Saved entries
——
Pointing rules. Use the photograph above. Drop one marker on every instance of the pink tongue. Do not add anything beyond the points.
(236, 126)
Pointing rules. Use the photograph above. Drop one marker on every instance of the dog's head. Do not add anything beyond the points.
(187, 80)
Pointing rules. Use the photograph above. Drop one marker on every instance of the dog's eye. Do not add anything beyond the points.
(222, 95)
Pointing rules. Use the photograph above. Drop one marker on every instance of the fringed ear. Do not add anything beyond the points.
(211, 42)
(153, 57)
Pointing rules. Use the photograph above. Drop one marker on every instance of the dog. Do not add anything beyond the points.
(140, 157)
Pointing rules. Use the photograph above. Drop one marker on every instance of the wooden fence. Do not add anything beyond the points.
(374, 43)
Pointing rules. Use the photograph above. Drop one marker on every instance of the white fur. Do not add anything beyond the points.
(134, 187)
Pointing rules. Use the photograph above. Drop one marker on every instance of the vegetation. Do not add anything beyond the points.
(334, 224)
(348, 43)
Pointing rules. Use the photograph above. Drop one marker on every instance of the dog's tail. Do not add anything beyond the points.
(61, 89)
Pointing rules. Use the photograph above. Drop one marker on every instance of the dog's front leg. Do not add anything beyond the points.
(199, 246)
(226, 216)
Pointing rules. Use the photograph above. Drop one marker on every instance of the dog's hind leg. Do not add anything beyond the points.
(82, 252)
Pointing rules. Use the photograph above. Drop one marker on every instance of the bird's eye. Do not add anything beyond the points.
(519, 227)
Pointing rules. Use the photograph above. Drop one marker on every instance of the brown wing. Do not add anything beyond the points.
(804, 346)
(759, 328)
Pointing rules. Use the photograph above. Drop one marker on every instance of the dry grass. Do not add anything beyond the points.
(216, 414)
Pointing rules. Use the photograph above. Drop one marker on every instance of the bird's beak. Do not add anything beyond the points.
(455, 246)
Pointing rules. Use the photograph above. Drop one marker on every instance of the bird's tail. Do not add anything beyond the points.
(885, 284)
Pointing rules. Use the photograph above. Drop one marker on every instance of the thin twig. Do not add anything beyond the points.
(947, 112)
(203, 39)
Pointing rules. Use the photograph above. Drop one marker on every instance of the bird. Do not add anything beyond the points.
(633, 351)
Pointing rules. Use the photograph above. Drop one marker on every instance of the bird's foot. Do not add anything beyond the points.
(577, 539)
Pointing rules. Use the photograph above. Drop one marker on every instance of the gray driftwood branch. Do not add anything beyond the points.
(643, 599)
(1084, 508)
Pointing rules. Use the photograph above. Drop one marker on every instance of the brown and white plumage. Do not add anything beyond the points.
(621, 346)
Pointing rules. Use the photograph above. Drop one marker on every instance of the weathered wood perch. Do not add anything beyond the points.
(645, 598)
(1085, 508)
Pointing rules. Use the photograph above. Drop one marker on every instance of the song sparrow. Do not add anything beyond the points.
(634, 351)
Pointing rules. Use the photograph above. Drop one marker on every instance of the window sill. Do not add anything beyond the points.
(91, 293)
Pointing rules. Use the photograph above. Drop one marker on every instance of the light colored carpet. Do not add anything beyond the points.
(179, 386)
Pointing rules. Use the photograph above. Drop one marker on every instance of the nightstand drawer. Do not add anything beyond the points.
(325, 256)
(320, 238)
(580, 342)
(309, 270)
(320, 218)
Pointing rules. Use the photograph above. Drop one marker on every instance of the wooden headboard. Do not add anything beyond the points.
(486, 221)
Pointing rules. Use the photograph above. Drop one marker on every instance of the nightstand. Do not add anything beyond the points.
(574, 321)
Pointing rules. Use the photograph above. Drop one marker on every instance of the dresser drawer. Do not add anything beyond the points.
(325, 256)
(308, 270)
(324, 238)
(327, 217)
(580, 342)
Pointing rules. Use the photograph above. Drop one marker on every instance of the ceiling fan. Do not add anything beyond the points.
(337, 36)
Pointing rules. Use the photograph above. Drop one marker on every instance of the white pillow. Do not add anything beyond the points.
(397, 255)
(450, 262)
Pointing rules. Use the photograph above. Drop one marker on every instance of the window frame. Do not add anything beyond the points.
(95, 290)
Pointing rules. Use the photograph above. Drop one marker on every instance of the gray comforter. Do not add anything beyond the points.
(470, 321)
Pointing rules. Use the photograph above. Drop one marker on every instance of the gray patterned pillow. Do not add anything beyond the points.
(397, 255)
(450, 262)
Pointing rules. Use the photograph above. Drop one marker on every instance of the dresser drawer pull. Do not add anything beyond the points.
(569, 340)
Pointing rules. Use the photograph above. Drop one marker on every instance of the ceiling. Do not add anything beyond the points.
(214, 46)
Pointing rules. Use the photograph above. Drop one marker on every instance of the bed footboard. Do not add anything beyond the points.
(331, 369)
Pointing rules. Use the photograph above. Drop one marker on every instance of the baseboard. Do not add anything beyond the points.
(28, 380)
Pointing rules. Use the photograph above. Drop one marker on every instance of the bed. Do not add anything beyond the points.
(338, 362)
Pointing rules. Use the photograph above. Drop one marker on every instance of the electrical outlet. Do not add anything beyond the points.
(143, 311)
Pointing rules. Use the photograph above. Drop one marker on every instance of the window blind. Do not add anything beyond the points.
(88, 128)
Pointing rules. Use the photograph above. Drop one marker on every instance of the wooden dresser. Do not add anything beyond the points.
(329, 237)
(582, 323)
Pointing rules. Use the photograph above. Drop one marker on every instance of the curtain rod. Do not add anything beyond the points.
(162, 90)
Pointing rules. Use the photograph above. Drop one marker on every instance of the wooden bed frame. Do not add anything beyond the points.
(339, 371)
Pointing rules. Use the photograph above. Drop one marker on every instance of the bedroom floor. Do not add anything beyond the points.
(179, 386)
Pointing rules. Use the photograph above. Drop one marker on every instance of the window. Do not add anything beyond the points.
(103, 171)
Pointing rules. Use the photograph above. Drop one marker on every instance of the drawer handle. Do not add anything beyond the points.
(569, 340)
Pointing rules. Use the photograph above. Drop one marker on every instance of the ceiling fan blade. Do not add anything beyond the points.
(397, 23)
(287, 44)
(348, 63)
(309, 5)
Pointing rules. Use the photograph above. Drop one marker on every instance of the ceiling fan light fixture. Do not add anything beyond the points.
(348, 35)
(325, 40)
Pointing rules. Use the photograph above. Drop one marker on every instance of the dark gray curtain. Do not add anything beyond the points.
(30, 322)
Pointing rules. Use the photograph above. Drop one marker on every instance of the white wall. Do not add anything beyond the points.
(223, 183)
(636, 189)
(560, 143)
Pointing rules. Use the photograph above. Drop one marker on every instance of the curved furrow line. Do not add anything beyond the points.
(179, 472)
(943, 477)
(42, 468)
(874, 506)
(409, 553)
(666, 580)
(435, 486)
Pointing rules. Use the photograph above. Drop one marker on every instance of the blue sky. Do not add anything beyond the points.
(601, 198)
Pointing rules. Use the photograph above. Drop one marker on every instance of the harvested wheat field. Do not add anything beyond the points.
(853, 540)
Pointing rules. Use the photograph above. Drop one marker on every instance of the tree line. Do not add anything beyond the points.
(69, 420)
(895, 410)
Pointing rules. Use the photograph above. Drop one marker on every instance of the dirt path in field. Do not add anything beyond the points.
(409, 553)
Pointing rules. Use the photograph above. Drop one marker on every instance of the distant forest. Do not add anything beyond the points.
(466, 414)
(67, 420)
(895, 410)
——
What is required »
Nothing should be missing: every line above must be reproduced exactly.

Task solution »
Pointing rules. Use the photograph above. Drop one marker on every instance of the pink tongue. Do not add anything beyond the points.
(236, 126)
Pointing rules. Use the photograph above. Drop one marker on every instance of the dog's head. Do not add anything beyond the points.
(187, 80)
Pointing rules. Use the photograph above. Drop one marker on every instance of the dog's eye. Do not add anything beyond the points.
(222, 95)
Pointing rules. Use the photograph above. Drop one marker on every instance of the fringed ear. Do not add anything beyond the points.
(211, 42)
(153, 57)
Pointing rules. Use the photograph above. Drop one marker on every instance of the dog. Do not add anything beyond the points.
(140, 157)
Pointing rules. Use the photograph above. Drop one marker on every instance of the wooden fence. Do not add anything beyond the points.
(374, 43)
Pointing rules. Use the photograph above. Drop one marker on every instance of the white fur. Do not add anything beyond the points.
(134, 187)
Pointing rules. Use the photograph above. Drop one marker on every instance of the vegetation. Do not add anything beyond the points.
(334, 224)
(348, 43)
Pointing rules. Use the photograph above. Drop one marker on every instance of the dog's tail. Do not add anything beyond the points.
(61, 89)
Pointing rules. Use the photograph above. Drop one marker on every instance of the dog's front leg. Do not add anything beyond the points.
(199, 246)
(226, 216)
Pointing rules. Use the photograph above. Drop one marker on every instance of the dog's hind leg. Do not add anything beyond the points.
(82, 252)
Pointing rules. Use the photograph above. Drop one marker on every instance of the bird's eye. Do not add anything beyond the points.
(519, 227)
Pointing rules. Use the photograph above. Drop one marker on every instance of the brown wing. Do not add anything beyond the points.
(804, 346)
(759, 328)
Pointing rules. Use the photograph above. Drop one marker on every instance of the dry grass. Do not add anything beyond the points.
(216, 414)
Pointing rules. Use the photograph above. Drop one marker on every instance of the bird's beak. Do not add anything beyond the points.
(455, 246)
Pointing rules. Use the photograph above. Drop one marker on every instance of the bird's tail. Do not add anything beyond the points.
(885, 284)
Pointing rules. Use the photograph above. Drop one marker on every instance of the thin twig. Do not add anything beyond the points.
(947, 112)
(203, 39)
Pointing rules. Use the photograph above. Drop one marker on every instance of the bird. Do not add anything beyond the points.
(633, 351)
Pointing rules. Use the photograph above. Drop one marker on every instance of the bird's foot. Do not add anything beyond the points.
(577, 539)
Pointing rules. Use the photograph above. Drop one marker on every instance of the gray driftwood branch. Do not add anything beyond the points.
(643, 599)
(1084, 508)
Pointing rules. Use the photograph above. Drop one marker on every instance of the brown and white plumage. Do not add anything beyond the points.
(621, 346)
Pointing rules. Use the photograph above. Drop one marker on every instance of the weathered wood perch. Do not add anything beyond the points.
(645, 598)
(1085, 508)
Pointing rules. Use the photograph above. Drop one marker on every instance of the song sparrow. Do not add anything beyond the points.
(634, 351)
Pointing rules. Use the photograph above. Drop one marker on every instance of the window sill. Do not add anything beyond the points.
(91, 293)
Pointing rules. Use the photograph above. Drop one marker on every instance of the light colored carpet. Do not add anything beyond the points.
(179, 386)
Pointing rules. Use the photograph above. Drop one marker on every instance of the nightstand drawer. Do not add anything beyond the points.
(325, 256)
(320, 238)
(580, 342)
(309, 270)
(320, 218)
Pointing rules. Use the photograph above. Drop one marker on every instance of the wooden headboard. Do not add anything beyond the points.
(486, 221)
Pointing rules. Use the photograph above. Drop one marker on every instance of the nightstand. Do not add anything beyond the points.
(574, 321)
Pointing rules. Use the photograph above. Drop one marker on every instance of the dresser drawer. Do not add anything beyond the points.
(325, 256)
(308, 270)
(324, 238)
(327, 217)
(580, 342)
Pointing rules. Use the photograph above. Drop one marker on every instance of the ceiling fan. Do not add anything beyond the points.
(337, 36)
Pointing rules. Use the photograph above. Drop one marker on every instance of the white pillow. Do not add anything beyond the points.
(397, 255)
(450, 262)
Pointing rules. Use the photograph above. Drop one marker on every instance of the window frame. Do not add anything beyond the points.
(95, 290)
Pointing rules. Use the photograph above. Drop one marker on every instance of the gray comforter. Do not add anything beyond the points.
(470, 321)
Pointing rules. Use the photograph above. Drop one marker on every instance of the gray patterned pillow. Do not add anything beyond the points.
(397, 255)
(450, 262)
Pointing rules. Use the photograph above. Drop one marker on every instance of the dresser drawer pull. Do not add anything beyond the points.
(569, 340)
Pointing rules. Use the photograph above. Drop one marker on every instance of the ceiling. Do not add anything beyond the points.
(214, 46)
Pointing rules. Use the photograph above. Drop one marker on every instance of the bed footboard. Do not add anything beyond the points.
(331, 369)
Pointing rules. Use the photograph above. Drop one marker on every instance of the baseboard. Do not add anything beyond the points.
(28, 380)
Pointing rules. Use the photograph above. Drop one marker on every instance of the bed. Do not add anything beyond the points.
(338, 362)
Pointing rules. Use the photograph above. Drop one marker on every instance of the electrical outlet. Do not add anything beyond the points.
(143, 311)
Pointing rules. Use the photograph above. Drop one marker on every instance of the window blind. Do not add anything beyond the points.
(88, 128)
Pointing rules. Use the photograph above. Drop one marker on every instance of the wooden dresser. Do not add anything beyond the points.
(329, 237)
(582, 323)
Pointing rules. Use the photograph above. Drop one marker on every instance of the curtain rod. Do not add anything beyond the points.
(162, 90)
Pointing rules. Use the photograph above. Drop one marker on every instance of the wooden bed frame. Do not add anything beyond the points.
(339, 371)
Pointing rules. Use the photograph above. Drop one marker on every instance of the bedroom floor. Do not add anything beyond the points.
(179, 386)
Pointing rules. Use the photograph above. Drop one marker on every instance of the window. Do not add anything beyond the points.
(103, 171)
Pointing rules. Use the photograph above. Drop one marker on every instance of the drawer handle. Do not add anything beyond the points.
(569, 340)
Pointing rules. Use the photograph above. Drop one marker on every instance of the ceiling fan blade. Do not add anything beyond the points.
(397, 23)
(287, 44)
(348, 63)
(309, 5)
Pointing rules. Use the photograph above. Drop one marker on every instance of the ceiling fan light fixture. Do not add anything beyond the points.
(348, 35)
(325, 40)
Pointing rules. Use the photograph above. Drop one marker on every instance of the dark gray curtain. Do not add anything beyond the points.
(30, 322)
Pointing rules. Use the photograph above. Drop one marker on every instance of the white wall. Do not add anything beyond the points.
(223, 183)
(636, 189)
(560, 143)
Pointing rules. Use the photograph above. Drop one marker on every instance of the curved furrow line. Do not add anything beyond the points.
(179, 472)
(943, 477)
(42, 468)
(874, 506)
(409, 553)
(666, 580)
(435, 486)
Pointing rules. Use the photograph above. Drop one marker on every instance of the blue sky. Do not add anything beyond the points.
(601, 198)
Pointing rules. Use the photograph above. Drop one marker on every instance of the harvested wheat field. Do not add anything beyond the points.
(853, 540)
Pointing rules. Use the photograph above. Drop one marker on every instance of the tree line. Do not add anything beyond the points.
(69, 420)
(895, 410)
Pointing rules. Use the photograph above. Drop one marker on every instance of the dirt path in field. Do not add anything beyond the points.
(409, 553)
Pointing rules. Use the photograph above. Drop one marker on every instance of the distant forest. Do not add anything beyond the points.
(466, 414)
(67, 420)
(895, 410)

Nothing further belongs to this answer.